> [Excerpted passage]:
────────────────────────────────────────

Hyaline Hyphomycetes

· Hyaline Hyphomycetes include those conidial fungi which are not darkly pigmented; colonies may be colorless or brightly colored. These include the agents of hyalohyphomycosis, Aspergillosis, dermatophytosis and the dimorphic pathogens, like Histoplasma capsulatum.

· Identification of the hyphomycetes is primarily based on microscopic morphology including; (a) conidial morphology, especially septation, shape, size, color and cell wall texture; (b) the arrangement of conidia as they are borne on the conidiogenous cells (c) the type conidiogenous cell

· Culture characteristics, although less reliable may also be useful. These include surface texture, topography and pigmentation, reverse pigmentation and growth at 37˚C. For identification, potato dextrose agar and cornmeal agar are two of the most suitable media to use and exposure to daylight is recommended to maximize culture color characteristics.

· Mandatory to see conidial characteristics to make an identification therefore must have a good slide preparation [needle mounts, tape mounts, slide cultures]. May also need to stimulate sporulation by using different media, such as potato dextrose agar or cornmeal agar.

Aspergillus spp.

· Aspergillus colonies are usually fast growing, white, yellow, yellow-brown, brown to black or shades of green, and they mostly consist of a dense felt of erect conidiophores.

────────────────────────────────────────

> [Data provided]:
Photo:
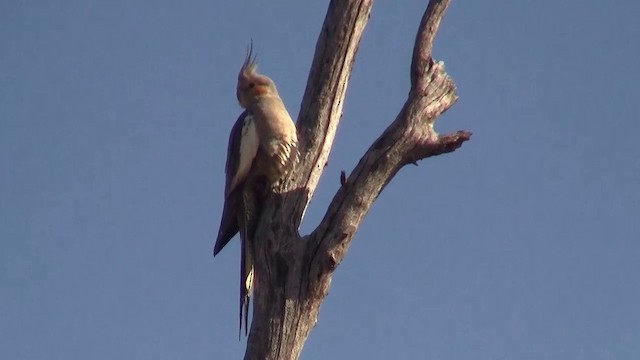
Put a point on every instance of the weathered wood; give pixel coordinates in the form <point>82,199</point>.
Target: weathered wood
<point>293,273</point>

────────────────────────────────────────

> [Study questions]:
1. According to the passage on hyaline hyphomycetes, which two media are among the most suitable for identification?
2. Please explain, using the passage on hyaline hyphomycetes, why a good slide preparation is required.
The listing has nothing to do with the passage on hyaline hyphomycetes.

> [Solutions to the tasks]:
1. Potato dextrose agar and cornmeal agar.

2. An identification cannot be made without seeing the conidial characteristics. A good slide preparation, such as a needle mount, tape mount or slide culture, is therefore required.